EXERCISE DIRECTIONS: Please copy the records below word for word, starting at the line that contains "324, row 55." and ending at the line that contains "column 44, row 24", with both of those lines included.

*** RAW RECORDS ***

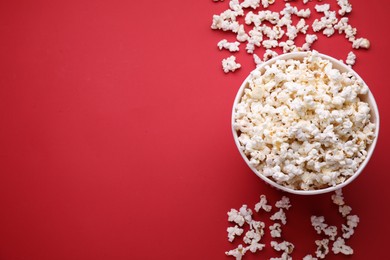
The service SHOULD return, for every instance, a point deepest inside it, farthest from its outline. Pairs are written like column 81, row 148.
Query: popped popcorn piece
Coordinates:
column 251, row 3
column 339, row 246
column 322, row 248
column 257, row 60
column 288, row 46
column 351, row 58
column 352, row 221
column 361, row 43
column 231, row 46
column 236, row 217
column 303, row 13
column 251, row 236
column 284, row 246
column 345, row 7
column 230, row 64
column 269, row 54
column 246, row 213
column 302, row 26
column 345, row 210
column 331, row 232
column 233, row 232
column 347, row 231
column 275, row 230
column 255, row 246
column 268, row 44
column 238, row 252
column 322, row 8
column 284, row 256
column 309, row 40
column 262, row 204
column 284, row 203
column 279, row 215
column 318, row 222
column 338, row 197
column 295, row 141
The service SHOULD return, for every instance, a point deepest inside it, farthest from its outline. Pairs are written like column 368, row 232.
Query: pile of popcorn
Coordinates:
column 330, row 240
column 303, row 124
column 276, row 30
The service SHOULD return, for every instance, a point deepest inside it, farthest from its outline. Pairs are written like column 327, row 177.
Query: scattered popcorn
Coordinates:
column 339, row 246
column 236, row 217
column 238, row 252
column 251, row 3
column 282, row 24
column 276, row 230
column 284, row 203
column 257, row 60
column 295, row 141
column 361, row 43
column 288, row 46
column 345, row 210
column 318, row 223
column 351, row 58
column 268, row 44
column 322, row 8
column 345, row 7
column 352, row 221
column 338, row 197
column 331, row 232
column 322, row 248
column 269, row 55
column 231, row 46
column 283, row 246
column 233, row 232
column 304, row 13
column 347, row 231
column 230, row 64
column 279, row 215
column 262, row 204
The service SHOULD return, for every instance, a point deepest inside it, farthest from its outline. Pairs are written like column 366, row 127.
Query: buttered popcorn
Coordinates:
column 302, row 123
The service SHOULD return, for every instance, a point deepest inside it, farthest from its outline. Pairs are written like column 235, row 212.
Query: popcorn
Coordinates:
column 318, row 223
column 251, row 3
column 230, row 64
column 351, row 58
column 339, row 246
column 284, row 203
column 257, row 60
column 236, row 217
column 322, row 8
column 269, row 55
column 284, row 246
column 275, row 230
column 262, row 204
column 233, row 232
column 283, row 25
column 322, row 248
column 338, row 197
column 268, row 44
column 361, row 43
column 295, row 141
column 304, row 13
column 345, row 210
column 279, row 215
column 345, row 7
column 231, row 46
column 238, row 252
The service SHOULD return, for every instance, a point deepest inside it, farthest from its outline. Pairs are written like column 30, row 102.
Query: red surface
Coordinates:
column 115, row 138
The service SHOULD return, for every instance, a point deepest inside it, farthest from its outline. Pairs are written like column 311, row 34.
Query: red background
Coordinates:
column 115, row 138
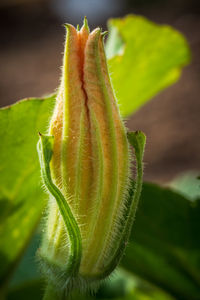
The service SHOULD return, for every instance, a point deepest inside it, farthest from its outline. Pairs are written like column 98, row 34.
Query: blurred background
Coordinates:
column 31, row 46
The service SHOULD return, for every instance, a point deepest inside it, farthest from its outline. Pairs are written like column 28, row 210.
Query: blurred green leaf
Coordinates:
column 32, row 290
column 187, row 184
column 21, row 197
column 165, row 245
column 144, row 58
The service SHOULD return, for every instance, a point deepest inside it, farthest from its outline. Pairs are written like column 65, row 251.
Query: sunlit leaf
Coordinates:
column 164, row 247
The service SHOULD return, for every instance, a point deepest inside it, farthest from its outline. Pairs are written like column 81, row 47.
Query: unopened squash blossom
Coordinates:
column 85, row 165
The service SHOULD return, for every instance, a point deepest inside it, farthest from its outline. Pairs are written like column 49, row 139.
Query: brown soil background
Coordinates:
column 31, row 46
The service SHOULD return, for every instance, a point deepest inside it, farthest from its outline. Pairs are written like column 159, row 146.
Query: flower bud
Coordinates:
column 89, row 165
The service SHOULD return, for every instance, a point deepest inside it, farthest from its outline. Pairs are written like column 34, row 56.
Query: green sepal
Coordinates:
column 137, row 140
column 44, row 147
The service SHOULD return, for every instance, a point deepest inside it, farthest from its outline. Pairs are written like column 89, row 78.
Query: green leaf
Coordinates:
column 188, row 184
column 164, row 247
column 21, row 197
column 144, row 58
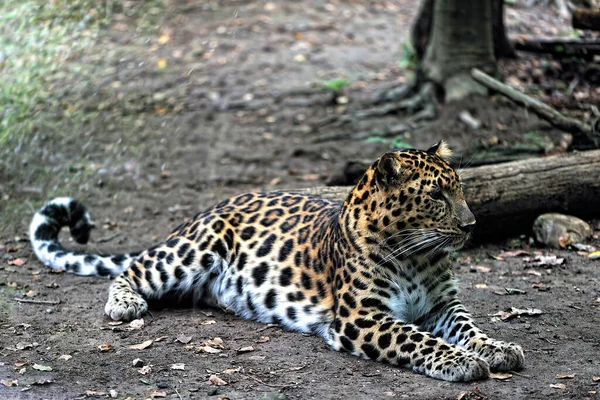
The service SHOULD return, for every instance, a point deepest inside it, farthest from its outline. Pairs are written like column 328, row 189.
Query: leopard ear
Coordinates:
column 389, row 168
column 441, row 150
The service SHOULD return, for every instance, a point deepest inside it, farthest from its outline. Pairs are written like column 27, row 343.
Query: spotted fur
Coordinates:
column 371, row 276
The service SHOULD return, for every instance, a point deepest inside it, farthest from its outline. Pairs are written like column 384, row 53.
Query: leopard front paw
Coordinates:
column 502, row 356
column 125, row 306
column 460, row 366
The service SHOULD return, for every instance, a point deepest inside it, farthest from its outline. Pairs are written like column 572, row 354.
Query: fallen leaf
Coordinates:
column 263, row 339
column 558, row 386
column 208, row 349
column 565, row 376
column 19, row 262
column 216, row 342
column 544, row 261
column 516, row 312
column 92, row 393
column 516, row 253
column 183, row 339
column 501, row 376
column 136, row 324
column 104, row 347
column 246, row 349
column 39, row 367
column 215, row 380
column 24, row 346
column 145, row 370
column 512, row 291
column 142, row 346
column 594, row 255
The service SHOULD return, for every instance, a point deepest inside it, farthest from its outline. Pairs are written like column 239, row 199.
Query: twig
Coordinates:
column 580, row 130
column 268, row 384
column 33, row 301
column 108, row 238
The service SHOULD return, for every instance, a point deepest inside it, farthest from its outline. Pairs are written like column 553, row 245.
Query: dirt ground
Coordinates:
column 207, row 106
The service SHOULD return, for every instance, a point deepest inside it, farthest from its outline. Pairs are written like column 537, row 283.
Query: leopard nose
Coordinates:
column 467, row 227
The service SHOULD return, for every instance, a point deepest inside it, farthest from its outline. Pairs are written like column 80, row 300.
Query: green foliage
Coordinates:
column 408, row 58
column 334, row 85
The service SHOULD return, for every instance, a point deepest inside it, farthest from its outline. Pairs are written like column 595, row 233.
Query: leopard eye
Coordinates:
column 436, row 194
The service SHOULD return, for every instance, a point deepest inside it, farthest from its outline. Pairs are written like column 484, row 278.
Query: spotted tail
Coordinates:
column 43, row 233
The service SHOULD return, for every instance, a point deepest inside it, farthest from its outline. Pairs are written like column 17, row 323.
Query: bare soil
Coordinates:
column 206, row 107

***
*** RAW RECORDS ***

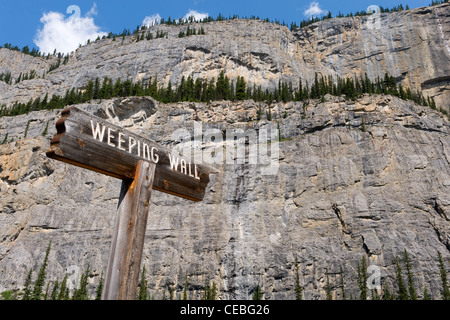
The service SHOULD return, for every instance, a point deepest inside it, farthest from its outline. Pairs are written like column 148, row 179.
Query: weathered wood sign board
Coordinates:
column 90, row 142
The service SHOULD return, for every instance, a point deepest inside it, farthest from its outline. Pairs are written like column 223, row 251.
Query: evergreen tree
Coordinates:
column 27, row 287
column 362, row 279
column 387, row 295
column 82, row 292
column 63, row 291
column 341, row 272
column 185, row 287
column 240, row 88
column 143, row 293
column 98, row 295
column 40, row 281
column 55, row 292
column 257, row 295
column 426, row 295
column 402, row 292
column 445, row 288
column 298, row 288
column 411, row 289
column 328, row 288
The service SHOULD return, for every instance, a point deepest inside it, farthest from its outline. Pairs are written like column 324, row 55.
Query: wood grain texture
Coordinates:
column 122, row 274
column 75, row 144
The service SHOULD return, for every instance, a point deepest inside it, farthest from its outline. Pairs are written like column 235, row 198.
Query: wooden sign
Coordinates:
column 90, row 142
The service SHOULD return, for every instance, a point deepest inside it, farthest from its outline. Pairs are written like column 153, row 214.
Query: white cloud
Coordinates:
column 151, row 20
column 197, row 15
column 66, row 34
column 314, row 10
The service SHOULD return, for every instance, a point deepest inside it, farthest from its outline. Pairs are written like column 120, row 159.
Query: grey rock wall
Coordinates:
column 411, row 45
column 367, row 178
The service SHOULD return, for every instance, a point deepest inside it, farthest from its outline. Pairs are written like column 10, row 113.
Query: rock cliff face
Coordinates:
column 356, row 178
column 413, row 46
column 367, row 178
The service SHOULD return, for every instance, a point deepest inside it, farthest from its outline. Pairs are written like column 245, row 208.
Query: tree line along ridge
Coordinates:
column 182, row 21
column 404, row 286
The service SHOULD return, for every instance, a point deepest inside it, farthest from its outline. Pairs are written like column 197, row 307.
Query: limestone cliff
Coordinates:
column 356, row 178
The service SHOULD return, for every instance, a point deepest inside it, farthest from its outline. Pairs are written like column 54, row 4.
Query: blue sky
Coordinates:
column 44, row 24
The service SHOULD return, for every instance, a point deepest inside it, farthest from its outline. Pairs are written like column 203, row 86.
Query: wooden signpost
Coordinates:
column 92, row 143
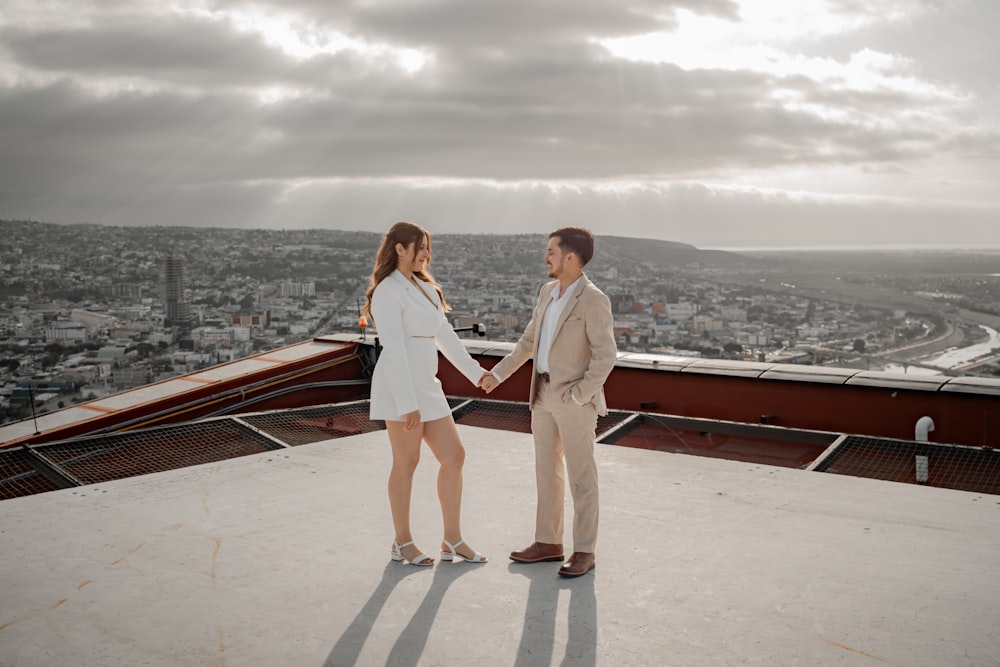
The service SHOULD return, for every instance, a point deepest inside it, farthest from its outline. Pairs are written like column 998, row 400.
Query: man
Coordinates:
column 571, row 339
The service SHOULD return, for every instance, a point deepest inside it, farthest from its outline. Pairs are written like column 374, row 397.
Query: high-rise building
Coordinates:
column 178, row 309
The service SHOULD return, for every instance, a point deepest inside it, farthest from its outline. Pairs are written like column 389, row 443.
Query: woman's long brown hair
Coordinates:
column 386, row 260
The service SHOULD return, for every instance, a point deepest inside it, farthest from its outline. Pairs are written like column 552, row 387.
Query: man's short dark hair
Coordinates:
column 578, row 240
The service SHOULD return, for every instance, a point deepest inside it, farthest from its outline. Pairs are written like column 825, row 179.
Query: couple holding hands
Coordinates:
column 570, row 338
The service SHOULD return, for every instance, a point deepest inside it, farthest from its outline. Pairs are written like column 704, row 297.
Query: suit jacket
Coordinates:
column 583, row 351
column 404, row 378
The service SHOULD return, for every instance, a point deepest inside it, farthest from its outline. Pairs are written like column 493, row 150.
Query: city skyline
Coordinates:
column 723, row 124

***

THE REPLY:
The service SHOULD return, for every instance, a point deepest inside it, farthest from its outline. Pairs are written like column 324, row 55.
Query: wood grain texture
Coordinates:
column 122, row 274
column 75, row 144
The service SHOULD return, for every instance, a point deepest inside it, farthest from its outline. Pairs are written like column 235, row 198.
Query: wooden sign
Coordinates:
column 90, row 142
The service SHOULD return, for every instance, a point deepest inside it, farthest from its outline. Pairs are written like column 153, row 214.
Query: white cloud
Coordinates:
column 151, row 20
column 197, row 15
column 66, row 34
column 314, row 10
The service SHOULD return, for every instance, a point deepest inside it, farthest from its outline. Pairs are written like column 120, row 159.
Query: grey rock wall
Coordinates:
column 411, row 45
column 367, row 178
The service SHOULD return, for every instance, a point deepest inside it, farthest from its outline. Pairs are written like column 10, row 113.
Query: rock cliff face
Coordinates:
column 356, row 178
column 413, row 46
column 367, row 178
The service SHOULD return, for every instance, a point deepest inside it, farthest from its outline. Pairs are written like column 245, row 208.
Query: tree line along ridge
Coordinates:
column 182, row 21
column 404, row 286
The service SHOULD return, for every instance, a point deepest inside it, farthest from its outline. Pairs are written like column 197, row 307.
Query: limestone cliff
Coordinates:
column 356, row 178
The service SHOULD return, for every instance, a point deepest inside it, farthest from its outline. Pairs are written like column 54, row 4.
Query: blue sky
Coordinates:
column 44, row 24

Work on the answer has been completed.